▶ **Problem description**
Match the word "white". Return each line of the data below where it appears.

(Input records begins)

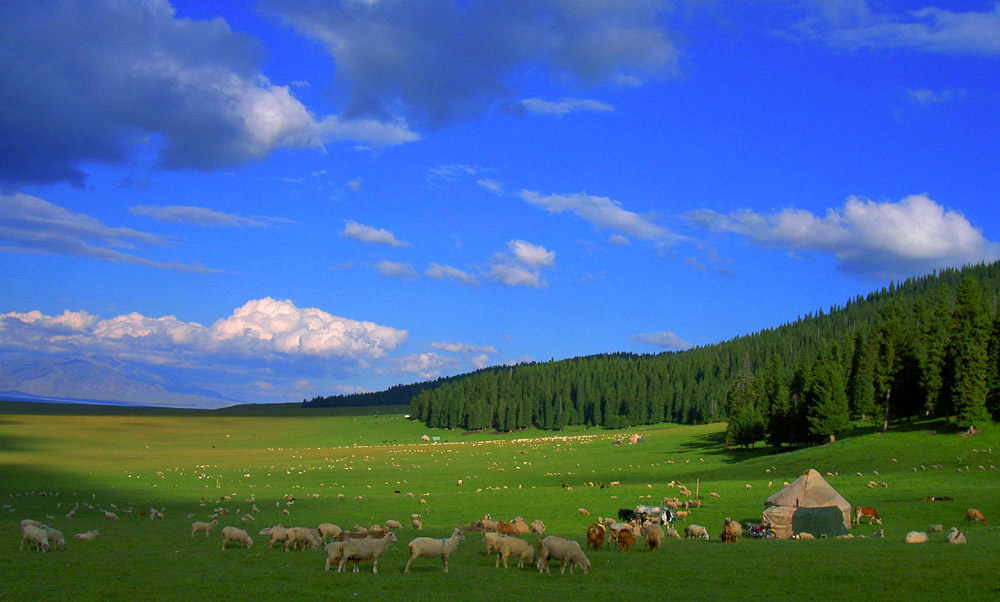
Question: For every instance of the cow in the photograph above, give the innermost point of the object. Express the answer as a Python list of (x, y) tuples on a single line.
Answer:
[(871, 513)]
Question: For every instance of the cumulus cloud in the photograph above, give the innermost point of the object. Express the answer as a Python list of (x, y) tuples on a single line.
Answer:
[(664, 339), (368, 234), (32, 225), (602, 212), (872, 238), (856, 25), (447, 272), (537, 106), (97, 81), (439, 60), (199, 216)]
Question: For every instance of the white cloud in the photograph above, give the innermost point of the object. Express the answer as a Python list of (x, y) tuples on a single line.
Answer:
[(368, 234), (601, 212), (880, 239), (447, 272), (201, 216), (395, 269), (564, 106), (667, 340), (32, 225), (531, 255), (855, 25)]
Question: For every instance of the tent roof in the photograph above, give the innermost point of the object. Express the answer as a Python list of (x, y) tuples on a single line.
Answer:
[(811, 491)]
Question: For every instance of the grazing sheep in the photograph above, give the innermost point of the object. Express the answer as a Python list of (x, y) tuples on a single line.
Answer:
[(653, 537), (34, 536), (975, 515), (328, 530), (204, 527), (916, 537), (696, 532), (566, 551), (363, 549), (955, 536), (731, 531), (595, 536), (235, 534), (303, 536), (508, 546), (426, 547), (625, 540)]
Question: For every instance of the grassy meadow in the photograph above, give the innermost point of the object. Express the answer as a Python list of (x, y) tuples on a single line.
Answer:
[(355, 466)]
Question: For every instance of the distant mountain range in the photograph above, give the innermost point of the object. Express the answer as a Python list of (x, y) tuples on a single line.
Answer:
[(90, 380)]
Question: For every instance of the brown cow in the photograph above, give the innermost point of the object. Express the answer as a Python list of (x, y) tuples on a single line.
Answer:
[(871, 513), (595, 536), (625, 540)]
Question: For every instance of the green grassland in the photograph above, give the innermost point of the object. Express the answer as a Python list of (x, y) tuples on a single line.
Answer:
[(346, 467)]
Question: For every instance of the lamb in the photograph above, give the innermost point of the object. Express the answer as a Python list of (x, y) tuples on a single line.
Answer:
[(34, 536), (731, 530), (363, 549), (235, 534), (302, 535), (955, 536), (203, 527), (328, 530), (653, 537), (975, 515), (507, 546), (564, 550), (425, 547)]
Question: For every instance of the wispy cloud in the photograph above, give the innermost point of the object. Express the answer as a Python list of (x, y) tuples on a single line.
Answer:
[(32, 225), (368, 234), (871, 238), (562, 107)]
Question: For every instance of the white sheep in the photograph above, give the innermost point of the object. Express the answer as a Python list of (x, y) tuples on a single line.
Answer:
[(955, 536), (564, 550), (363, 549), (34, 536), (235, 534), (426, 547), (508, 546), (205, 528)]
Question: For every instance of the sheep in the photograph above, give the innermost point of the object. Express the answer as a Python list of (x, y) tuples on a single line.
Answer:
[(975, 515), (235, 534), (204, 527), (916, 537), (301, 535), (363, 549), (731, 530), (55, 536), (564, 550), (328, 530), (653, 537), (955, 536), (426, 547), (507, 546), (34, 536)]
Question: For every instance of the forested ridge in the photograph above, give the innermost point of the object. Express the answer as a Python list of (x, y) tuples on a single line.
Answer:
[(925, 346)]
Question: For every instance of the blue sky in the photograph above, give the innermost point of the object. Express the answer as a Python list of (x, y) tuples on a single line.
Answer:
[(292, 198)]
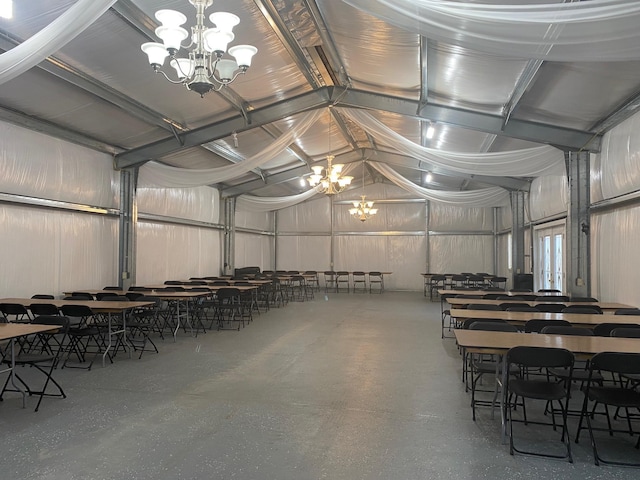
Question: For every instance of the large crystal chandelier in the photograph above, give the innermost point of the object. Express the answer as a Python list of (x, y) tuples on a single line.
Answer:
[(205, 69), (363, 209), (333, 181)]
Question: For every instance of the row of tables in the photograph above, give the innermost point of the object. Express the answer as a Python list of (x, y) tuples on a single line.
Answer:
[(498, 343)]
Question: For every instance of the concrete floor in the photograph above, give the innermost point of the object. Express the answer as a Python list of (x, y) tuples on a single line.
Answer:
[(352, 386)]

(Input records ends)

▶ **Task solution**
Question: For every instance of the white cloud in the photograph above, give the innermost point of the object. Express the answer as a Python list of (x, y) tuples on a single line.
Question: For every instance of the white sheep in the photograph above, give the innermost point of the object. Express the answer as a Python list of (x, y) tuples on a single line.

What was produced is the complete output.